(Image records on named regions)
----------------------------------------
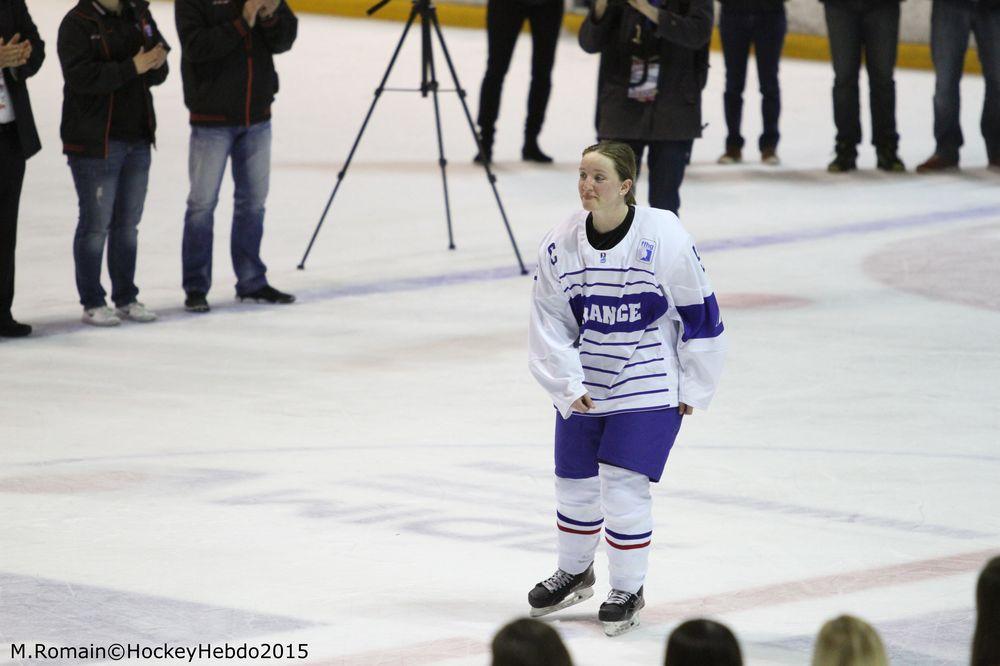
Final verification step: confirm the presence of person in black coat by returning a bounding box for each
[174,0,298,313]
[719,0,788,166]
[475,0,563,163]
[0,0,45,338]
[580,0,713,213]
[821,0,906,173]
[58,0,169,326]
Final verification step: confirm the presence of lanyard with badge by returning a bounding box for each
[628,0,663,103]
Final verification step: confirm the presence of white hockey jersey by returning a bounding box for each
[529,206,726,418]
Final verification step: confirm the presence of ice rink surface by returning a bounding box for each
[0,0,1000,666]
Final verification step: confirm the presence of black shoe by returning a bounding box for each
[826,153,858,173]
[0,319,31,338]
[597,587,646,636]
[236,284,295,305]
[528,564,595,617]
[184,291,212,312]
[876,148,906,173]
[521,138,552,164]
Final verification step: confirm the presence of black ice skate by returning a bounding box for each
[528,564,595,617]
[597,587,646,636]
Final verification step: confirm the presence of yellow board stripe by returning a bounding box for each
[288,0,982,74]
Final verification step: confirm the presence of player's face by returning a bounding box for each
[577,152,632,213]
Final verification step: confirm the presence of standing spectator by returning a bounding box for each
[58,0,168,326]
[475,0,563,164]
[174,0,298,312]
[821,0,906,173]
[663,620,743,666]
[490,618,573,666]
[719,0,788,166]
[580,0,713,214]
[972,556,1000,666]
[812,615,889,666]
[917,0,1000,173]
[0,0,45,338]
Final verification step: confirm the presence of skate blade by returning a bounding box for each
[528,587,594,617]
[603,615,639,637]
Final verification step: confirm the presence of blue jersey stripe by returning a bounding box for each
[591,389,670,402]
[677,294,723,342]
[556,511,604,527]
[604,527,653,541]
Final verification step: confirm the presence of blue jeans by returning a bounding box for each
[823,0,899,154]
[181,120,271,296]
[613,139,694,215]
[719,5,788,150]
[69,140,151,308]
[931,0,1000,163]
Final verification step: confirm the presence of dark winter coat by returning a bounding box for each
[719,0,788,12]
[57,0,169,159]
[174,0,298,127]
[0,0,45,159]
[580,0,714,141]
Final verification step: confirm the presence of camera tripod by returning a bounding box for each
[298,0,528,275]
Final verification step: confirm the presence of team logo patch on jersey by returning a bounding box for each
[635,238,656,264]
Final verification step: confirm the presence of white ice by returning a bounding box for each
[0,0,1000,666]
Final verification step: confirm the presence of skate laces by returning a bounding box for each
[542,569,573,592]
[605,590,633,606]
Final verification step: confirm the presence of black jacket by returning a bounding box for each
[580,0,714,141]
[58,0,169,159]
[0,0,45,159]
[174,0,298,127]
[719,0,788,12]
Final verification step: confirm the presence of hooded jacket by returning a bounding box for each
[57,0,169,159]
[174,0,298,127]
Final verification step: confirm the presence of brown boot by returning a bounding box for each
[917,153,958,173]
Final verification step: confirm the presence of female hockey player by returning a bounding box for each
[528,142,725,636]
----------------------------------------
Given instruction: Reproduce every line of the records above word for word, omitting the pictures.

Full response:
Final verification step: confirm the presence of person in black coat by returning a bounding box for each
[174,0,298,313]
[719,0,788,166]
[475,0,563,163]
[0,0,45,338]
[580,0,713,213]
[821,0,906,173]
[58,0,169,326]
Final verification step: confirm the presence of lanyard with badge by returning a bounding box for each
[628,0,663,103]
Final verification step: confirm the presence of white hockey jersey by returning a bounding box for each
[529,206,726,418]
Final verification step: confirm the presence of ice rink surface by returning a bounding box for each
[0,0,1000,666]
Final verification step: confirm the presence of black shoe by returning a bounding box for each
[826,153,858,173]
[0,319,31,338]
[597,587,646,636]
[236,284,295,305]
[528,564,595,617]
[184,291,212,312]
[876,148,906,173]
[521,138,552,164]
Final verification step: confirm the presence of black ice skate by returning a bounding box for each
[528,564,595,617]
[597,587,646,636]
Final verification step: confirm the presence of yellow board stripe by returning a bounding box for each
[288,0,982,74]
Final verification step: confirm the presence of player's face by returning a bounding box for each
[577,152,632,213]
Final verification step: confirm the presence of standing spectator by returning a bounding box for each
[58,0,168,326]
[475,0,563,164]
[174,0,298,312]
[821,0,906,173]
[663,620,743,666]
[490,618,573,666]
[719,0,788,166]
[580,0,713,214]
[972,556,1000,666]
[812,615,889,666]
[917,0,1000,173]
[0,0,45,338]
Final verification step: confirm the presence of skate blade by returning a bounding box for each
[528,587,594,617]
[603,615,639,637]
Final verification step: confirm the presence of blue jersey stripe by returning a bounding box for each
[591,389,670,402]
[677,294,723,342]
[556,511,604,527]
[604,527,653,541]
Final verification step: confirm the presence of blue jeans by returning a bounding box for each
[823,0,899,154]
[181,120,271,296]
[613,139,694,215]
[719,5,788,150]
[69,140,151,308]
[931,0,1000,163]
Final verification step: confirm the presence of dark winter coat by returning a bounding box for each
[719,0,788,12]
[57,0,169,159]
[174,0,298,127]
[0,0,45,159]
[580,0,714,141]
Final verification step: confirm the presence of camera tripod by returning a bounding box for each
[298,0,528,275]
Final verification step: confirm the presence of team logo patch on jersey by returning a bounding box for each
[635,238,656,264]
Final verification step: confirm the presence of white ice by returning a bounding box for each
[0,0,1000,666]
Final verification step: confirm the presence of skate laces by returning a bounding box for each
[542,569,573,592]
[605,590,633,606]
Final verification step: confirm the presence of black jacket by returning a bounding box for each
[580,0,714,141]
[58,0,169,159]
[0,0,45,159]
[174,0,298,127]
[719,0,788,12]
Final verification step: confirm the presence of hooded jacket by returning a bounding box for each
[57,0,169,159]
[174,0,298,127]
Final verification step: confirm the presence of brown boot by returning a bounding box for each
[917,153,958,173]
Final verification step: confirm the presence of female hockey player by returning a bounding box for each
[528,142,725,636]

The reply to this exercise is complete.